[Saved entries]
══════════════════════════════

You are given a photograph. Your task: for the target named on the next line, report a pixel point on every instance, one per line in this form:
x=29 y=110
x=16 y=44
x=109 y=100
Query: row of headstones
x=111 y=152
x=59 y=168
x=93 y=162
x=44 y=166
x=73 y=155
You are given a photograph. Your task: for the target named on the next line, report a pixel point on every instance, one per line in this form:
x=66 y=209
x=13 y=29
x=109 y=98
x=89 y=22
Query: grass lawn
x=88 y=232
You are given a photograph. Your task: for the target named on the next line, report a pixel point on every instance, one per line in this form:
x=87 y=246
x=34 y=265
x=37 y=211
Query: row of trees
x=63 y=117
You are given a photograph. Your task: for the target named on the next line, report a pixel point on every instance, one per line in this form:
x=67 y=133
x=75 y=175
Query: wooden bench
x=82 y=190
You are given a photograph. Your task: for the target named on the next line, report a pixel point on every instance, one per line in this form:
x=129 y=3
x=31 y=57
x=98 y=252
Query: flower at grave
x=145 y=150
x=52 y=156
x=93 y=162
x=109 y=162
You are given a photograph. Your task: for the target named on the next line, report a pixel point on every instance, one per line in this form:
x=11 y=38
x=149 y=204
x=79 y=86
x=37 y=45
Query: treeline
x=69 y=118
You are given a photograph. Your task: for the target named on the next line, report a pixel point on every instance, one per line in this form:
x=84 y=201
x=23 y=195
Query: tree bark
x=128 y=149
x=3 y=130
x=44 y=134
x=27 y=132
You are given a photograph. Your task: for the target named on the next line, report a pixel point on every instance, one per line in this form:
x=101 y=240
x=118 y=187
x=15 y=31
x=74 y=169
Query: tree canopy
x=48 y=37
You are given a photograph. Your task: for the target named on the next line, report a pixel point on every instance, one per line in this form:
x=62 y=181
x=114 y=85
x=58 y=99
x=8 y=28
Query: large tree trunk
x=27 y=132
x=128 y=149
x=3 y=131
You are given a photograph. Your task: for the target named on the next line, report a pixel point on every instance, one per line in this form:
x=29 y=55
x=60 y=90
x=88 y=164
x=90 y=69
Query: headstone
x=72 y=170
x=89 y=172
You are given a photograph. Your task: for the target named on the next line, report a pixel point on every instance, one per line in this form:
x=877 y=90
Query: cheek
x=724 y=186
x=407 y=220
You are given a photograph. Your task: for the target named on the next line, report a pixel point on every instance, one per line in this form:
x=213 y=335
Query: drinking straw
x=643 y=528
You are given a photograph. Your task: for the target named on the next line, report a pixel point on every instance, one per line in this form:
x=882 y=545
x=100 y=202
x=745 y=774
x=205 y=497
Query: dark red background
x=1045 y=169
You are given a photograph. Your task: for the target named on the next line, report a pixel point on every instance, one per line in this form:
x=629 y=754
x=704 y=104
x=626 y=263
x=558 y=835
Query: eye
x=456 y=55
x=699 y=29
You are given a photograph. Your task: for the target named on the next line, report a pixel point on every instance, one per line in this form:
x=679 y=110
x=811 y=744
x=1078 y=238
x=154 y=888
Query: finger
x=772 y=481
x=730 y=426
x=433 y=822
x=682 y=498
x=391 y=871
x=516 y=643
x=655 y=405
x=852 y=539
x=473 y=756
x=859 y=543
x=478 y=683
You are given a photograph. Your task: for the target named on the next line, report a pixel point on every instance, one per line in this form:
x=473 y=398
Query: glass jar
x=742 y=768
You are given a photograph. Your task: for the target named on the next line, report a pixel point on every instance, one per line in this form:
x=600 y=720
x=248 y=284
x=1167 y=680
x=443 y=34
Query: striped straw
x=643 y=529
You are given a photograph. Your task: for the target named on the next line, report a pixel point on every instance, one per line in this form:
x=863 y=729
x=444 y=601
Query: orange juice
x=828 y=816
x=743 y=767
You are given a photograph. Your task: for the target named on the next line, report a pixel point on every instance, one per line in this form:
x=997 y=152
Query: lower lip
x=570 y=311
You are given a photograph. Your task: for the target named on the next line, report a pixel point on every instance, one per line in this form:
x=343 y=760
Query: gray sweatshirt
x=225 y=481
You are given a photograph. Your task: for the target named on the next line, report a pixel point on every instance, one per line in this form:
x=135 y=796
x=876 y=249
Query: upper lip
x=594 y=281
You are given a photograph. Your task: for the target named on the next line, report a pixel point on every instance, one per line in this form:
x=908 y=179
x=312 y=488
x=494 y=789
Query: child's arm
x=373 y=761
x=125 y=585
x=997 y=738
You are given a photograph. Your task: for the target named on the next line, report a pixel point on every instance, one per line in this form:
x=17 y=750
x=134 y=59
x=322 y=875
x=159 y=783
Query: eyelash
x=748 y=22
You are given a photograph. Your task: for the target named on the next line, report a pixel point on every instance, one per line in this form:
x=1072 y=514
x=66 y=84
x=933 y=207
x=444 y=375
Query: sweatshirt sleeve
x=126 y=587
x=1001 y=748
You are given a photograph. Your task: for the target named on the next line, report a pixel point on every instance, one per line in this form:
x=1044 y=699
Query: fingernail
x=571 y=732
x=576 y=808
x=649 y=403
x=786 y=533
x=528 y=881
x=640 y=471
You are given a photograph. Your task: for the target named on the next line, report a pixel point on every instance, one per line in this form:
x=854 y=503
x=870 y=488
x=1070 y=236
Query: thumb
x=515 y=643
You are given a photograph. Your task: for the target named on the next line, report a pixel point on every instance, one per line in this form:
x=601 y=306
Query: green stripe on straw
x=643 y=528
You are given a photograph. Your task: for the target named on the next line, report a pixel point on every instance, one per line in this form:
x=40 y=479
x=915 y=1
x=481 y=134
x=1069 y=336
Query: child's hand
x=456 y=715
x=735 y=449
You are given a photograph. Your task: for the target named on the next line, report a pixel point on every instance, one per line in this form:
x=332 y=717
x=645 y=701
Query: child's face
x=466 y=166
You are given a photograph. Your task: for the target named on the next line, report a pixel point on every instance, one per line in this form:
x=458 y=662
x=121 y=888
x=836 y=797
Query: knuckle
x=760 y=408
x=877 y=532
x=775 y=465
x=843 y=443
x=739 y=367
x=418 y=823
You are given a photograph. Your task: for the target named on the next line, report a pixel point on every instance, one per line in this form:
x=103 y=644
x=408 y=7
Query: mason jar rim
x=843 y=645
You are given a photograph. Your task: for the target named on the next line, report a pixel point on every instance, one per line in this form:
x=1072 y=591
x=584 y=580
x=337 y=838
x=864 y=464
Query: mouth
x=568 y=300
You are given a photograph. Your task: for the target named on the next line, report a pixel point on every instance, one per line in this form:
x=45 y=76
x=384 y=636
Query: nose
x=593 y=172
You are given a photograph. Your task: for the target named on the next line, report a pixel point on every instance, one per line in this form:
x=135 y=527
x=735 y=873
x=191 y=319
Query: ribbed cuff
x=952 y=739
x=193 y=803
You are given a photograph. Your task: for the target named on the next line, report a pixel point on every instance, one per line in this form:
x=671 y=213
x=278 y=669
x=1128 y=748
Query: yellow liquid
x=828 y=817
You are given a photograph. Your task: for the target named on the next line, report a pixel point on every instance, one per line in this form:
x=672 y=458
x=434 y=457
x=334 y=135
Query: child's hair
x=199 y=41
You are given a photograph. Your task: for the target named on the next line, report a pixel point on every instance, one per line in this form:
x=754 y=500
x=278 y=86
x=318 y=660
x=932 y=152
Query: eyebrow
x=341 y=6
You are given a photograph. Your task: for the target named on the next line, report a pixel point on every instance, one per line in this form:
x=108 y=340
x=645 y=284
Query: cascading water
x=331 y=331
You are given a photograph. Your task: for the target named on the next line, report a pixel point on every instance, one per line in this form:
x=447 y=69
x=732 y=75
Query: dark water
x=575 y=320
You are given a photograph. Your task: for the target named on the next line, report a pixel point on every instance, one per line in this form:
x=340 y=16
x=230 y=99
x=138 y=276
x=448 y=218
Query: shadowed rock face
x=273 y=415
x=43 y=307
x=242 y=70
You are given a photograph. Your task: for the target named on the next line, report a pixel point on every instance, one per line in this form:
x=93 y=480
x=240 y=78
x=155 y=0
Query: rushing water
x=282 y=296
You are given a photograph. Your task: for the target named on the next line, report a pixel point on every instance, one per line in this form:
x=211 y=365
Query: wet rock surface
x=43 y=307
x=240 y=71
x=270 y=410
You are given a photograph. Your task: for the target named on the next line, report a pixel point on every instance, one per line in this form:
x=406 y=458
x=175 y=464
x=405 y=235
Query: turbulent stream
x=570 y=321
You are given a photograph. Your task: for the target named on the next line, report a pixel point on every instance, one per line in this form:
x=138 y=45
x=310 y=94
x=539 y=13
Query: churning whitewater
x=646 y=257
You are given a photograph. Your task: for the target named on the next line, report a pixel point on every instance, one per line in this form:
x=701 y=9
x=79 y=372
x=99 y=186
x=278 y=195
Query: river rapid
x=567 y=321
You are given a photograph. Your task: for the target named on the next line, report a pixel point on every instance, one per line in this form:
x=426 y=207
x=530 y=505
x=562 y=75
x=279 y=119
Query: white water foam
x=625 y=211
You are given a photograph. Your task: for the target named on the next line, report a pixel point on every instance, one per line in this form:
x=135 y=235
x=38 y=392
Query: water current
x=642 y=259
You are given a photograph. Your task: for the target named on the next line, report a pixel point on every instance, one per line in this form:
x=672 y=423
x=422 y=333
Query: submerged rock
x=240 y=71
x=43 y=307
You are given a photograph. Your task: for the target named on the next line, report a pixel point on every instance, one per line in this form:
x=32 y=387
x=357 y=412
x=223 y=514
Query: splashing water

══════════════════════════════

Exercise>
Could you set down, exactly as written, the lines above between the one holding "x=645 y=701" and the one holding "x=735 y=873", inclusive, and nothing more?

Completed exercise>
x=645 y=701
Query: child's face
x=466 y=166
You are given a photograph. Your task: for the target named on the next line, report a pixel point on every instance, one per line in this form:
x=458 y=662
x=121 y=888
x=836 y=797
Query: knuckle
x=760 y=408
x=877 y=532
x=775 y=465
x=843 y=443
x=739 y=367
x=418 y=823
You are given a photograph. Your task: for the target named on the next line, report a pixel point on every instance, one per line in this form:
x=103 y=644
x=408 y=7
Query: mason jar rim
x=843 y=645
You are given a photograph. Your task: for the target named on the next line, report a pixel point on every instance, one per line in this form:
x=1072 y=591
x=584 y=580
x=337 y=838
x=864 y=464
Query: mouth
x=568 y=300
You are given a photograph. Your task: for the target named on the next line, report a pixel point on every instance, one per line in this form:
x=45 y=76
x=384 y=636
Query: nose
x=593 y=172
You are given a photograph. Your task: for the target named on the next line, report a pixel point on every instance, one per line in this form:
x=135 y=527
x=735 y=873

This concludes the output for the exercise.